◆ What is expected
Could you edit the items below, swapping "thickest part" for "widest part" wherever it occurs and keeping all other text the same?

◆ Data provided
☆ ☆ ☆

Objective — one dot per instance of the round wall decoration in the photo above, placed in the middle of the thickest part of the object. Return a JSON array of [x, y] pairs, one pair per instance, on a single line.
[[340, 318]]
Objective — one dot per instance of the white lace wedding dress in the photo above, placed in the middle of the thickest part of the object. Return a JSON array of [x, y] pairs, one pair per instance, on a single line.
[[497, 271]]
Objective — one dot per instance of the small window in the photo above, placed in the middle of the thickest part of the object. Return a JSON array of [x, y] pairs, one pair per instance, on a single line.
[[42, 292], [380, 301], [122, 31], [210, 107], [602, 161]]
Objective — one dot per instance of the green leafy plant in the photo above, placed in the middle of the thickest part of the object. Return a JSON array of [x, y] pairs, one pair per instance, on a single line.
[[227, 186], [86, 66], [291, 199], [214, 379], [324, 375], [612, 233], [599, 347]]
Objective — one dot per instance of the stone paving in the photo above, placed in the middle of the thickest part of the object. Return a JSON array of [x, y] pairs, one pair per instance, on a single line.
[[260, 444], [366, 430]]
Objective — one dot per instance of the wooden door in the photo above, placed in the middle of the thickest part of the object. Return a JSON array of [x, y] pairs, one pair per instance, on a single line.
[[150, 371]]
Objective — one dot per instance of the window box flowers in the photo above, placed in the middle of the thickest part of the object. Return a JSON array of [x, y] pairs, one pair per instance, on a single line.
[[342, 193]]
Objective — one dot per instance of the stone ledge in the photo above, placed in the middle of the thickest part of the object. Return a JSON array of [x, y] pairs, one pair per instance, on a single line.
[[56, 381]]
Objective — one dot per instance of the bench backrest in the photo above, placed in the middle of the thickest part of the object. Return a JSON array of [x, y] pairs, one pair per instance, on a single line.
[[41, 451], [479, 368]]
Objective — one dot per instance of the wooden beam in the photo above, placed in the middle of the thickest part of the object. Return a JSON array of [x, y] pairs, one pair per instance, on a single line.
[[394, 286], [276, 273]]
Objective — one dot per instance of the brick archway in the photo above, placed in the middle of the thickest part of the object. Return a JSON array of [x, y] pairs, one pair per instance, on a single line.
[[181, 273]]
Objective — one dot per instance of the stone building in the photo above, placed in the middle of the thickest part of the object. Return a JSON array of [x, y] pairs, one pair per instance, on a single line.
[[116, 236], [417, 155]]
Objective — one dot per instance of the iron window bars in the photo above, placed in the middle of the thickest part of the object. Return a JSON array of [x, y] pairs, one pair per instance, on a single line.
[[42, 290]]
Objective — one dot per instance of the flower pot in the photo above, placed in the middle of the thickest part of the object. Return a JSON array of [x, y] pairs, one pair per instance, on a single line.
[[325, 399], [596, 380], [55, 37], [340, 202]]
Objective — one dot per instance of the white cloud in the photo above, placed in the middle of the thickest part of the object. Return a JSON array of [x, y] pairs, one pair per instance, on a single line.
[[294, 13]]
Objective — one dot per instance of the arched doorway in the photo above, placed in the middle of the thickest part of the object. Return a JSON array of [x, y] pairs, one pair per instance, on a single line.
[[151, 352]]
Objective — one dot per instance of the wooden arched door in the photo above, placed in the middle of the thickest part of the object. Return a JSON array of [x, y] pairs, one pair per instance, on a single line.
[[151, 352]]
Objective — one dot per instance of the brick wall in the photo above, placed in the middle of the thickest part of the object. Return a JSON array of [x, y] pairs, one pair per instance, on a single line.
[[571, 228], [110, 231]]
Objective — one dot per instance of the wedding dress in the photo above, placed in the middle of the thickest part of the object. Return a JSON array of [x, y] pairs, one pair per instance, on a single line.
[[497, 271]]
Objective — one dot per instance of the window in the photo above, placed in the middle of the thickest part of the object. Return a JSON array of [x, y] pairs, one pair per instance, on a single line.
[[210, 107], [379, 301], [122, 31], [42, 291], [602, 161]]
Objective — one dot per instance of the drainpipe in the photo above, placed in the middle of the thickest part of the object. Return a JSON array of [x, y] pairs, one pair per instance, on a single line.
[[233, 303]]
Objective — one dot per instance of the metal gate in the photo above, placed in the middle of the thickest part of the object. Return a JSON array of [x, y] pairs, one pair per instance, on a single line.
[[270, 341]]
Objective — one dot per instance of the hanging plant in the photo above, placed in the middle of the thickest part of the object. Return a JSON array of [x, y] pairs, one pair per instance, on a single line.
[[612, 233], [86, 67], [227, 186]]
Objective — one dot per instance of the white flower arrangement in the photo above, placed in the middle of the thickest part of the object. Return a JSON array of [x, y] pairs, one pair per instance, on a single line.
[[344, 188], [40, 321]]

☆ ☆ ☆

◆ Answer to this exercise
Objective — one dot per instance of the round wall decoration in the photo above, placed in the middle of the widest part of the object. Return a JSON array of [x, y] pairs, one pair per instance, on a single line.
[[340, 318]]
Objective — one dot per instance of the white lace wedding dress in the photo above, placed in the middle of the widest part of the object. Return a JSON array of [x, y] pairs, one pair per instance, on a single line.
[[497, 271]]
Objective — one dot per instance of the small window in the photo above, placed in the middle of the widest part of the object. Return a JSON array of [x, y] pairs, one pair per instance, on a single line.
[[42, 292], [380, 301], [122, 31], [210, 107], [602, 161]]
Objective — one dot per instance of the green leafy plant in the photo above, placed in the middle of the widest part of the object. Return a JSON array of [x, y] pairs, one pair per instance, on a single line.
[[227, 186], [86, 66], [291, 199], [214, 379], [324, 375], [612, 233], [599, 347]]
Objective — one dot per instance of the stone paving in the photo above, placed in the middle of the widest part of the object. Return a JSON array of [x, y] pairs, one pair per instance, on a single line.
[[260, 444], [366, 430]]
Objective — one dot per instance of the wooden door in the photo above, placed in the middle of the widest part of the object. Return a JSON array of [x, y] pairs, one pair per instance, on a single line.
[[150, 371]]
Objective — one dot per instance of the window box flowers in the photo above, placed in the middle of the widest part of the object. Return a JSON array of [x, y] pairs, one pair per instance, on a single line.
[[342, 193]]
Objective — one dot per instance of the stone ledge in the photo above, placed in the middle of the widest part of the object. Return a JSON array of [x, y] pairs, one pair per instance, on a single line.
[[56, 381]]
Objective — one dot per instance of the bench backrest in the photo above, placed in the middle of the widest part of the object. Return a JSON array of [x, y] pairs, one pair per instance, on a single line.
[[41, 451], [479, 368]]
Objective — one dot per instance of the wooden beam in the photo above, placed in the middle of the widest part of the object. Return a JSON array of [x, y] pairs, one pair per instance, on a single line.
[[394, 286], [276, 273]]
Objective — one dot per instance of the brick archway in the photo above, placed in the middle of the widest part of the object. Return a JSON array of [x, y] pairs, one pair per instance, on a single line.
[[181, 273]]
Objective — one dot per instance of the stone building in the photo above, placed in the middle of the widest part of the object. Return a JSON array of [x, y] pairs, one pair per instance, on a single line.
[[116, 236], [417, 155]]
Objective — one dot per instance of the iron window bars in the photo above, placed in the middle of the widest part of the object. Return a JSON array of [x, y] pairs, one pair per instance, on a single line.
[[42, 290]]
Objective — one dot per instance of the flower pot in the photo above, placed in the middle of the widest part of the object. Return a JSON array of [x, y] pairs, one pair per instance, on a single line.
[[325, 399], [596, 380], [55, 37], [340, 202]]
Objective — one dot per instance of the white cloud in the photo above, placed in the middle of the widest part of the object. Return a JSON array of [x, y] pairs, one pair per instance, on a single line.
[[294, 13]]
Objective — one dot per instance of the arched doorway in the photo above, placed in the middle of the widest part of the object. Return a JSON array of [x, y] pairs, one pair per instance, on a single line.
[[151, 352]]
Objective — one dot per instance of the wooden arched door in the photo above, placed in the middle of the widest part of the object. Return a JSON array of [x, y] pairs, one pair per instance, on a single line.
[[151, 352]]
Objective — one dot per instance of the brick wall in the photo above, placed in the middle of the widest part of the object. Return a JSON array of [x, y] pairs, one pair per instance, on a single line.
[[571, 228], [110, 231]]
Objective — one dot per instance of the wedding dress in the photo above, placed in the middle of the widest part of the object. Return a JSON array of [x, y] pairs, one pair per instance, on a single line.
[[497, 271]]
Objective — one dot per instance of the window in the photo above, placed in the middle of the widest part of the object. Return a JSON array of [x, y] pairs, one pair per instance, on a single line.
[[210, 107], [379, 301], [122, 31], [42, 291], [602, 161]]
Objective — one dot per instance of the drainpipe in the photo above, placed in the middle of the widest part of the object. Return a JSON array of [x, y] pairs, one pair per instance, on a single line.
[[233, 303]]
Objective — one dot per instance of the metal gate in the photo above, placed in the middle of the widest part of the object. Return a JSON array of [x, y] pairs, one pair per instance, on a single line.
[[270, 341]]
Objective — one dot per instance of the hanging plant in the photo above, placed in the middle of the widest part of the object. Return a JSON array of [x, y] pairs, one pair per instance, on a single line.
[[612, 233], [86, 67], [227, 186]]
Objective — one dot per instance of the white flower arrangement in the photo above, placed in the middle of the widest part of the object. Return a JSON array of [x, y] pairs, one pair per instance, on a single line.
[[344, 188], [40, 321]]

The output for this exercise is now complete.